## DATA FOR PROCESSING
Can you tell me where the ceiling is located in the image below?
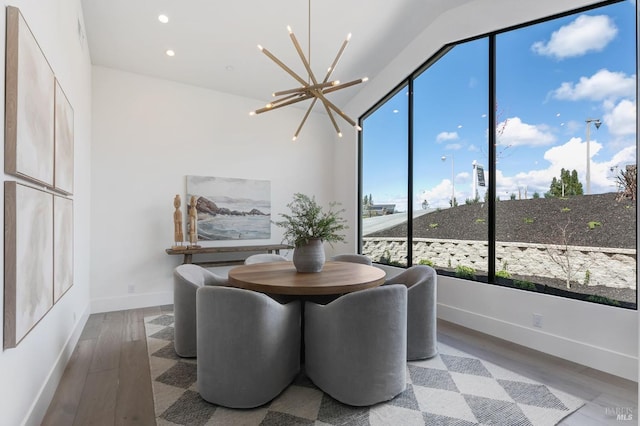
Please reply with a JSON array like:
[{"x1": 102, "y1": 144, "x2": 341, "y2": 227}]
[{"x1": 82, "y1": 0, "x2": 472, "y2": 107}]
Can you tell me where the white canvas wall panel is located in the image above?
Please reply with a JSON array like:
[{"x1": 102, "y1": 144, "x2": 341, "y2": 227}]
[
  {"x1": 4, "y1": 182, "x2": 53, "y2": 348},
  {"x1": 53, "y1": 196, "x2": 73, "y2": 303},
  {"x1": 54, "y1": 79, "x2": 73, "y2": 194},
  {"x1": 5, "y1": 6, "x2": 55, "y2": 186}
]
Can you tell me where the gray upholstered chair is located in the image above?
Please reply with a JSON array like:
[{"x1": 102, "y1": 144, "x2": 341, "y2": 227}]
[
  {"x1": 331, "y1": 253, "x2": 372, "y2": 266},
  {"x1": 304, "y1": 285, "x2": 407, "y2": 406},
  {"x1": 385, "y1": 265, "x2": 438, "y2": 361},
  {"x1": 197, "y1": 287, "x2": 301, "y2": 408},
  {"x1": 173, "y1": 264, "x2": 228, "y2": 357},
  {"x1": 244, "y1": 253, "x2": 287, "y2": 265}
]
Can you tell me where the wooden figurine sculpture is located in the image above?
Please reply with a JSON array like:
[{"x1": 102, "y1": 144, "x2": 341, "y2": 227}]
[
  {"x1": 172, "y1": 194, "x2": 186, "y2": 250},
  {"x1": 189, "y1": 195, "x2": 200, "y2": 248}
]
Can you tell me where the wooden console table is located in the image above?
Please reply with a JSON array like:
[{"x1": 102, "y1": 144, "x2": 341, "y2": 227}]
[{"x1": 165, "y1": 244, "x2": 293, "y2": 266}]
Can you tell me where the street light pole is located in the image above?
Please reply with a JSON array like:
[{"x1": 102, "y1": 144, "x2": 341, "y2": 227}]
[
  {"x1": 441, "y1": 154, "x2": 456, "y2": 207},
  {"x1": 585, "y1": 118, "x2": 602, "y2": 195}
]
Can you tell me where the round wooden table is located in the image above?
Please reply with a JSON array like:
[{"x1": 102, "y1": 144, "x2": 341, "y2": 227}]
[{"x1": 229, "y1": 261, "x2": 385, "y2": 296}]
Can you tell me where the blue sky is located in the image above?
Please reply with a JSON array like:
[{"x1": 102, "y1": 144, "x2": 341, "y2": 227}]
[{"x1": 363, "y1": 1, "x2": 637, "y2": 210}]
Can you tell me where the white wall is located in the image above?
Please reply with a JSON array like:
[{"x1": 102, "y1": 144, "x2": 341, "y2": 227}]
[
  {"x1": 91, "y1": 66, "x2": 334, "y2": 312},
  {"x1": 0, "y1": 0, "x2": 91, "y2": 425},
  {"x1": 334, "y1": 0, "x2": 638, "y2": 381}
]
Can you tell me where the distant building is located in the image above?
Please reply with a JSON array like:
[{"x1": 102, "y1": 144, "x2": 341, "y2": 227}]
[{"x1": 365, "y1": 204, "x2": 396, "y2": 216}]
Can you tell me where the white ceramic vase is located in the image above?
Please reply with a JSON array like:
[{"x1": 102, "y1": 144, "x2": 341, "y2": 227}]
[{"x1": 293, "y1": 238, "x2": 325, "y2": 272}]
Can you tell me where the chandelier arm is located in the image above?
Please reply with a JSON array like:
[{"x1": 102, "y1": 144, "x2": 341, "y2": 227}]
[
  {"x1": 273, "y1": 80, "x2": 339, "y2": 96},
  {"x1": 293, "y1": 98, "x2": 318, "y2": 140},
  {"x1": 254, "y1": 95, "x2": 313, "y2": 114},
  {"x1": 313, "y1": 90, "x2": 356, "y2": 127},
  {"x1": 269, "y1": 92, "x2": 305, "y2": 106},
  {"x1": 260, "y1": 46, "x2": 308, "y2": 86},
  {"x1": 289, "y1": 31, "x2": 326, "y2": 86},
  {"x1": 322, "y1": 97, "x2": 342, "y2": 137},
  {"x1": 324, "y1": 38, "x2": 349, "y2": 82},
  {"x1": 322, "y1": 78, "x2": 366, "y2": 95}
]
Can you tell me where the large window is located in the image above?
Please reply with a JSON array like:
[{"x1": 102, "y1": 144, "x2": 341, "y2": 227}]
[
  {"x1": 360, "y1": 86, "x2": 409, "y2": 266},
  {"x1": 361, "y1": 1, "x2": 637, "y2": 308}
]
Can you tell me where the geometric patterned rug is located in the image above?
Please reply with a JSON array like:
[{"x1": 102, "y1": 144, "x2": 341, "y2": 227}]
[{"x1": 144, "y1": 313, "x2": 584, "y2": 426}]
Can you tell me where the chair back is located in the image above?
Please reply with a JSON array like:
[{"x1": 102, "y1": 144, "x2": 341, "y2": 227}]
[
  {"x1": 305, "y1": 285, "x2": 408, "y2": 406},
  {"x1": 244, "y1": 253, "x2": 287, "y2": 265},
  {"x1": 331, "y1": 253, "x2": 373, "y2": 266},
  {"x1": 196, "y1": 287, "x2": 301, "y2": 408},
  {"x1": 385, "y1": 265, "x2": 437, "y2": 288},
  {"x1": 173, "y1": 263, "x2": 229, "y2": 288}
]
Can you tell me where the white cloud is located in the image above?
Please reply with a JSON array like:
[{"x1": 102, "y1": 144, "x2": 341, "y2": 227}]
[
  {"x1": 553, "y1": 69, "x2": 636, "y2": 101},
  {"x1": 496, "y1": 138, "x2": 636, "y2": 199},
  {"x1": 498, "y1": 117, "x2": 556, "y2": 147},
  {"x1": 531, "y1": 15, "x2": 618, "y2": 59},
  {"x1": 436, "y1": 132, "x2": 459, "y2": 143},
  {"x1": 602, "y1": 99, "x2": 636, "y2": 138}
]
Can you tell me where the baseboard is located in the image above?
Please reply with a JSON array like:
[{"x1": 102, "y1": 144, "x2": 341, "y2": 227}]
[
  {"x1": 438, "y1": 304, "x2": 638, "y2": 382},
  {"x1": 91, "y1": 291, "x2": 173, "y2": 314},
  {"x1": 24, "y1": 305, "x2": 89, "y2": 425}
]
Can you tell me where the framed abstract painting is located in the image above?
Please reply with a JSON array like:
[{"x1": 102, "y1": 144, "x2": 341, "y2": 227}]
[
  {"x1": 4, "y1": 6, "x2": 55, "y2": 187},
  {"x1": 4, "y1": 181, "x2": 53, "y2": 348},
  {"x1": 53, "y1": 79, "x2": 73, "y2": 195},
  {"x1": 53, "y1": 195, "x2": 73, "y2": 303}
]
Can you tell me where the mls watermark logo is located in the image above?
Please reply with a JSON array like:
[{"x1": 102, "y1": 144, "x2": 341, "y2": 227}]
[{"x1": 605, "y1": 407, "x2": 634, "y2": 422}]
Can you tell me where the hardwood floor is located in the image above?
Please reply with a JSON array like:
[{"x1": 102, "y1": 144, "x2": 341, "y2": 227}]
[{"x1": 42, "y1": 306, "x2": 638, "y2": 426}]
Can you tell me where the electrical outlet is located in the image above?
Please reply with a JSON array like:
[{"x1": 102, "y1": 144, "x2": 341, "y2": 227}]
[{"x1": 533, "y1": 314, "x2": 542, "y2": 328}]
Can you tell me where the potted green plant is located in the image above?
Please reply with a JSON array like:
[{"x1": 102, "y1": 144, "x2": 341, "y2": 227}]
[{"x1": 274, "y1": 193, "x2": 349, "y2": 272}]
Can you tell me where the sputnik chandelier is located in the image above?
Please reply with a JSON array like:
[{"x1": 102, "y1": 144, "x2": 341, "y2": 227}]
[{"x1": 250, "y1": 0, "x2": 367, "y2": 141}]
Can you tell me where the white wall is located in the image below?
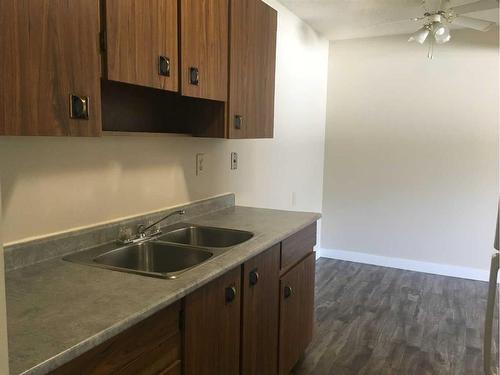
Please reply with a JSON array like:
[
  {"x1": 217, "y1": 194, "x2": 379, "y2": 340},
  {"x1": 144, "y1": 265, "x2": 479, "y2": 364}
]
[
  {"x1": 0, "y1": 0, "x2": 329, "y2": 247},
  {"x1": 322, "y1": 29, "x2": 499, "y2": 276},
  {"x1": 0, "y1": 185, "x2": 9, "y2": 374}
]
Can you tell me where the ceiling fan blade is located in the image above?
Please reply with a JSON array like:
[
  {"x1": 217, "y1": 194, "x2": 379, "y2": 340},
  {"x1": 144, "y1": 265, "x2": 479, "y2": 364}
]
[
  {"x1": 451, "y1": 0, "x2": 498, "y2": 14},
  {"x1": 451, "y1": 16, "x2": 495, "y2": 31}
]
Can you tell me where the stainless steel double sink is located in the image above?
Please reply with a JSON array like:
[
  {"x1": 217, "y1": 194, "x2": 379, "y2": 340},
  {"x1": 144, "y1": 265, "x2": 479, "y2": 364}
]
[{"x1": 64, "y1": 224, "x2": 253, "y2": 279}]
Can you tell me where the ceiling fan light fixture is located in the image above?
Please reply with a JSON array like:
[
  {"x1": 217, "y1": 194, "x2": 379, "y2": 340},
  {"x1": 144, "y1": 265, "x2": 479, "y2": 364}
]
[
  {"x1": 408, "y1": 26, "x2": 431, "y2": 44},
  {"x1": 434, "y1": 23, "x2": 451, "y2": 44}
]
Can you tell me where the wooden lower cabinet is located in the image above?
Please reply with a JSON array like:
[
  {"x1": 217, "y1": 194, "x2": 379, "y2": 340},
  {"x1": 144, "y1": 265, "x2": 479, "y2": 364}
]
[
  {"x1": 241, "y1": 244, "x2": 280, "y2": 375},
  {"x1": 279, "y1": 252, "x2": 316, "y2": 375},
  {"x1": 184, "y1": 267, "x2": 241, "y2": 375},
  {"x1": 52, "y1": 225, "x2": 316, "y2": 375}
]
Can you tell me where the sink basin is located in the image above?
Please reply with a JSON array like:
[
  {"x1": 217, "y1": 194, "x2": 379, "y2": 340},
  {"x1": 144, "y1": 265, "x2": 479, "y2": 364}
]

## EXERCISE BRIEF
Locate each line in the records above that contains the string "sink", and copy those lines.

## ANSWER BELOW
Can you tell me where the stainless steel double sink is located in the image above?
Can you tell me where the sink basin is located in the image above?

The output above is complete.